— EXERCISE MATERIAL —
-- Opening Marker --

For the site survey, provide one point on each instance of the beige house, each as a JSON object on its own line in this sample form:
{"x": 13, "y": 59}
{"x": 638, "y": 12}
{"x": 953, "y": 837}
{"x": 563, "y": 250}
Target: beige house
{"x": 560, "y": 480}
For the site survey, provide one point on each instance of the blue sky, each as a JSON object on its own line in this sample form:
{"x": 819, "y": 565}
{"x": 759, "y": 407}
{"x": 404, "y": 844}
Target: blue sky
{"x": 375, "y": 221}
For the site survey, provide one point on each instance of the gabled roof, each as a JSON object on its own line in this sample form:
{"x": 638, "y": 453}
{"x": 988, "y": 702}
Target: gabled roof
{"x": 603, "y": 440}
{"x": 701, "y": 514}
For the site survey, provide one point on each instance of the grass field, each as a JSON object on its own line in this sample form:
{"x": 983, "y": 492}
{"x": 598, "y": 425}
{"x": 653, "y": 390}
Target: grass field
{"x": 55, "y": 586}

-- Closing Marker --
-- Opening Marker --

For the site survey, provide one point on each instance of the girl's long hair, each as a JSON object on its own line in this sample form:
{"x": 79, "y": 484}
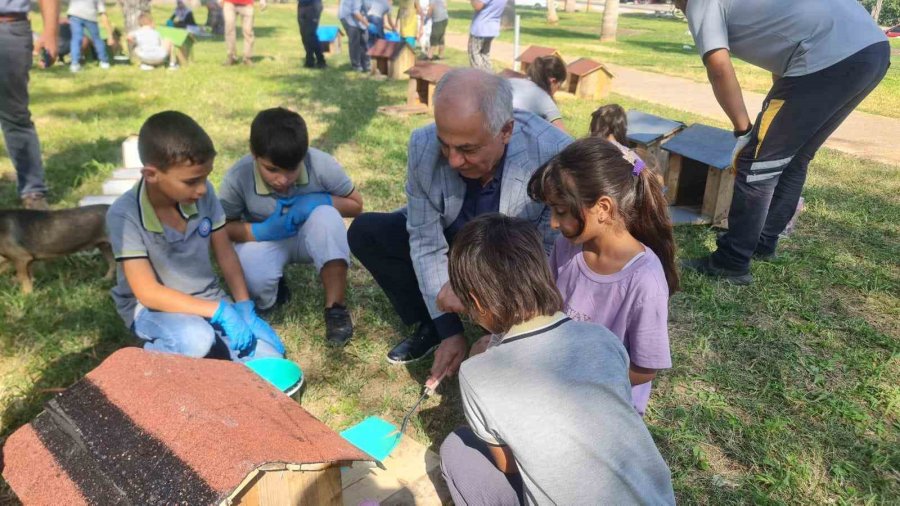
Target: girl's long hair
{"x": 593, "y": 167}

-- Closing Marker --

— WHAT YOU SHOULD DO —
Please tally the lines of the entries that hold "point" and give only the resulting number.

— OUTPUT OF THE EXERCISE —
5